Check your understanding:
[1] In the passage on the euro-zone debt crisis, condense the paragraph beginning "Details of the “plan” remain sketchy" into a shorter version that keeps its main facts.
[2] Write the next part of the passage on the euro-zone debt crisis, picking up after its final sentence.
===== Exercise text
Nicolas Sarkozy, the French president, turned the euro-zone’s sovereign-debt crisis into a personal triumph. The proposal, he let it be known, was 95% French. Le Figaro led the cheerleaders reporting Sarkozy’s comment that “in Greece they call me ‘the savior’.”
Struggling for a telling phrase, journalists spoke of financial “shock and awe.” A single word—panic—better summed up the actions. Initially, stock markets rose sharply, especially shares of banks that would benefit from the rescue. The interest rates on Greek, Irish, Italian, Portuguese and Spanish bonds fell sharply. As the announcement over the weekend caught traders unawares, the rally was driven largely by covering of short positions.
“Shock and awe” quickly proved more shocking and less awe inspiring than the EU had hoped. Wiser commentators mused that if €750 billion wasn’t going to do the trick, then what was?
Brussels, we are not receiving you…
Details of the “plan” remain sketchy. The entire package conveys the impression that the EU and European Central Bank (ECB) are hopeful that the announcement will suffice to bring stability to markets and the facilities won’t ever have to be used. A problem of too much debt was being solved with even more debt. Deeply troubled members of the euro-zone were trying to bail out each other. Given that all have significant levels of existing debt, the ability to borrow additional amounts and finance the bailout remains uncertain.
The reality is that Germany, with its large pool of domestic savings, must be the cornerstone of the rescue effort. Predictably, German credit risk margins have increased while the peripheral countries credit margins have fallen. The effect of the stabilization fund is that stronger countries’ balance sheets are being contaminated by the bailout. Like sharing dirty needles, this has drastically increased the risk of infection.
Trader Karl Dunninger, writing at http://www.seekingalpha.com, captured the madness: “The most amusing part of this is that nations seriously in debt and without a pot to piss in will be ‘contributing’ some of the money to fund the debt. Spain, for instance, has pledged to do so. Where is Spain going to get the money? Will they sell bonds at 8% to fund a loan at 5%? That’s a very nice idea…. let’s see, we lose 3% on those deals. That ought to help Spain’s fiscal situation, don’t you think?”
Solvency not liquidity, stupid…
At best, the plan provides temporary liquidity to cover immediate financing needs, repaying maturing debt and financing deficit. In a striking parallel to the early stages of the GFC, the reality that it is a “solvency” problem not a “liquidity” problem remains unacknowledged.
Most of the countries in the firing line have unsustainable levels of debt. For example, beyond 2010, Greece needs to refinance borrowings of around 7%-12% of its GDP (around €16 billion to €28 billion) each year till 2014. There are significant maturing borrowings in 2011 and 2012. In addition, Greece is currently running a budget deficit (currently over 12% but projected to decrease) that must be financed. As noted above, Greece’s total borrowing, currently around €270 billion (113% of GDP), is forecast to increase to around €340 billion (over 150% of GDP) by 2014.
The IMF’s publicly available economic analysis assumes Greece is able to refinance long-term debt by early 2012 and short term debt even earlier. Given that Greece is expected to have a total debt burden of around 150% of GDP and total interest payment of 7.5% of GDP, the ability to raise funds and the assumed 5% cost of refinancing may be optimistic.
The IMF plan calls for a program of fiscal austerity and major structural reform. This would entail a sharp reduction in the budget deficit to less than 3% of GDP and public debt under 60% of GDP. It is unlikely that Greece, despite heroic speeches from politicians, will be able to meet these targets.
==========
===== Supplied information
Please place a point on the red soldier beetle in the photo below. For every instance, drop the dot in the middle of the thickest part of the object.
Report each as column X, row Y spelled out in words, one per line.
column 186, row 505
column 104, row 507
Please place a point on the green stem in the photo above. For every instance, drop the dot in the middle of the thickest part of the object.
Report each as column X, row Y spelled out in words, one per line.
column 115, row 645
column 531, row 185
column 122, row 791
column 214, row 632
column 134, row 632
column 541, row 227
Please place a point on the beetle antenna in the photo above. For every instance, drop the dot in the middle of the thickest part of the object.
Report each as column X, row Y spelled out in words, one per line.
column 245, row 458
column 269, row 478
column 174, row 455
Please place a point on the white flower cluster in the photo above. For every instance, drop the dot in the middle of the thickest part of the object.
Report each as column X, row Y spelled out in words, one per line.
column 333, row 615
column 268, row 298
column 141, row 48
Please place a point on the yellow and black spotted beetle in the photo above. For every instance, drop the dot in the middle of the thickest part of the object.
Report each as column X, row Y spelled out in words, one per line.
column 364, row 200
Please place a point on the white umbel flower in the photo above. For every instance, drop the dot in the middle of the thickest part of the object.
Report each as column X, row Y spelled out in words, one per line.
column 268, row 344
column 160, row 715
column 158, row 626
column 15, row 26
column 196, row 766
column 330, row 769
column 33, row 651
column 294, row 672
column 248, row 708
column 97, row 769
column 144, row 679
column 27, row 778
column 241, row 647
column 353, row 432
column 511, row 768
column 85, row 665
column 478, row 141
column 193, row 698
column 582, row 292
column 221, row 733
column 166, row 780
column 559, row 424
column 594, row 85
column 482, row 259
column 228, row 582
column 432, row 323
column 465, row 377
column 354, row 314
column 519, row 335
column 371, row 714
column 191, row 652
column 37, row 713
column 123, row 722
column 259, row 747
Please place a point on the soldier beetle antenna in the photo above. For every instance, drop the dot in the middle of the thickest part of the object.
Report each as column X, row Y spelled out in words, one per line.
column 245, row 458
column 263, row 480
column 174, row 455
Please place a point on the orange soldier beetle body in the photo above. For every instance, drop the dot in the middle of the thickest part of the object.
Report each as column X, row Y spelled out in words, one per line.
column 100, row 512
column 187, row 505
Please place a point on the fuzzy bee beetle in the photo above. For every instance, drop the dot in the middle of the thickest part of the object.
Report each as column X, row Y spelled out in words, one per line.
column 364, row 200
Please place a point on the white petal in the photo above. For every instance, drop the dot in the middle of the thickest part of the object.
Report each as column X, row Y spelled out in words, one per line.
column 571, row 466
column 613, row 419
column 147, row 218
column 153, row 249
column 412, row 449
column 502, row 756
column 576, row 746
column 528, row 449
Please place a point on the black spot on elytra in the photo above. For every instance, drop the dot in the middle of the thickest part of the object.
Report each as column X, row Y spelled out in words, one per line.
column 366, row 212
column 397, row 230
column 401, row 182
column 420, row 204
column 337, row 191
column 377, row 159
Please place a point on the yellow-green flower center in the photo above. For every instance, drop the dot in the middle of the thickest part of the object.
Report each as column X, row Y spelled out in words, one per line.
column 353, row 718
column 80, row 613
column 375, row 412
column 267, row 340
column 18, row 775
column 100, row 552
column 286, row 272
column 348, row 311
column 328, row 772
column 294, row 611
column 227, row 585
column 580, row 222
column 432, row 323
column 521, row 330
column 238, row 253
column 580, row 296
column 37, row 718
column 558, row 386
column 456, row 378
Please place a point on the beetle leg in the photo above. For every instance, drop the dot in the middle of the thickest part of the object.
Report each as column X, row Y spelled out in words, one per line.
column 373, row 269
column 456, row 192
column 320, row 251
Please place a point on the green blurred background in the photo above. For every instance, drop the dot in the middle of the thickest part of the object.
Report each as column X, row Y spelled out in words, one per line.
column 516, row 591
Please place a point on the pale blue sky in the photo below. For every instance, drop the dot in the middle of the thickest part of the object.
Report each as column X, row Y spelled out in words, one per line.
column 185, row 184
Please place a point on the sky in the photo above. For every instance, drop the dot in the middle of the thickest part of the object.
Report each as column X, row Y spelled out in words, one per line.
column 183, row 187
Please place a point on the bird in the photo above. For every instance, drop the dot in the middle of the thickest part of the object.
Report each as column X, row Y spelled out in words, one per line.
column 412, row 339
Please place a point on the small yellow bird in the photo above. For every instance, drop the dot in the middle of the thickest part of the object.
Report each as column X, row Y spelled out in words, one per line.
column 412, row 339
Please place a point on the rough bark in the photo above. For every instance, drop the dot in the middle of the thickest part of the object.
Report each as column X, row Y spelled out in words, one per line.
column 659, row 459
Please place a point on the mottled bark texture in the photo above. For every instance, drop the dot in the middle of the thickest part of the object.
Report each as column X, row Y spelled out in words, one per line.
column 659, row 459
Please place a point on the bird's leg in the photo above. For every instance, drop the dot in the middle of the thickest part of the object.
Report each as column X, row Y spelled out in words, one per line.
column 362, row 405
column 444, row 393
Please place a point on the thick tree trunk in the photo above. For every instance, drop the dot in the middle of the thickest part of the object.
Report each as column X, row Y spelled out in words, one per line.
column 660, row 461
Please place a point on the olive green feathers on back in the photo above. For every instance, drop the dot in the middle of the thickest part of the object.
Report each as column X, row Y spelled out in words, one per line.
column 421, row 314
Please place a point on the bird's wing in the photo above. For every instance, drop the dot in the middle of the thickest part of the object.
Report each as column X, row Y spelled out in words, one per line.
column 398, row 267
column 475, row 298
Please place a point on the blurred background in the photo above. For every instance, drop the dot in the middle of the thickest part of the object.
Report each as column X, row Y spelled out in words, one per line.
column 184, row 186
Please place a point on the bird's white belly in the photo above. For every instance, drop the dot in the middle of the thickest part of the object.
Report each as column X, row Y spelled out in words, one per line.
==========
Task-by-task outputs:
[1] The plan's details are still vague, and the EU and ECB seem to hope the announcement alone will calm markets so the facilities never get used. It tries to fix too much debt with more debt, as troubled euro-zone members attempt to rescue one another. Because all of them already carry heavy debt, it is uncertain whether they can borrow enough to fund the bailout.

[2]
Temporary emergency funding will not solve fundamental problems of excessive debt and a weak economy. Government expenditure will need to be slashed and taxes raised to reduce its debt. But the government is too large a part of the economy and the suggested austerity measures will most likely cause a severe recession. In turn, this will drain tax revenues and increase expenditures, making it difficult to reduce the budget deficit and funding needs.
The level of indebtedness may already be too high. Kenneth Rogoff and Carmen Reinhart in their survey of financial crises This Time It’s Different argue that sovereign debt above 60-90% of GDP restrains growth. Greece’s interest payments now total around 5% of GDP and are scheduled to rise to over 8%. Rising interest costs will only worsen this problem. The cure may not be feasible or will not help make it easier to meet future debt obligations. Ireland has already implemented austerity measures. The government debt as a percentage of GDP has increased to 64% from 44%. The budget deficit as a percentage of GDP has doubled to 14% from 7%. The nominal GDP of the country has fallen by 18%.
The plan may also make further liquidity problems inevitable. Instead of allowing Greece to raise funds normally, the bailout package is helping investors reduce exposure via repayment of maturing debt and the sale of illiquid longer-term securities. The package also risks forcing other vulnerable countries to rely on the stabilization fund. As Woody Allen once observed, “More than any other time in history, mankind faces a crossroads. One path leads to despair and utter hopelessness. The other, to total extinction. Let us pray we have the wisdom to choose correctly.”
It always ends in the same way…
No one, including the IMF, seriously believes the austerity program announced by Greece will work. Argentina had debt-to-GDP of around 60% and a budget deficit of 6%. Adjustments necessary to halve both failed. After a long drawn-out struggle between 1999 and 2001, Argentina was forced to reschedule its debt and has still not quite made its way back to normality. Many of the vulnerable countries in Europe are in a much worse position than Argentina in 1999.
Rapid economic growth or high inflation would improve Greece’s prospects for survival. Neither is a realistic option. The euro-zone could continue to finance Greece, which would require extension of the current package, which is initially for 3 years. Greece may not be able to avoid a debt restructuring. For Ireland, Spain and Portugal, as well as others, the savage austerity measures required are unlikely to be palatable and probably won’t work in any case. All roads may lead eventually to debt restructuring.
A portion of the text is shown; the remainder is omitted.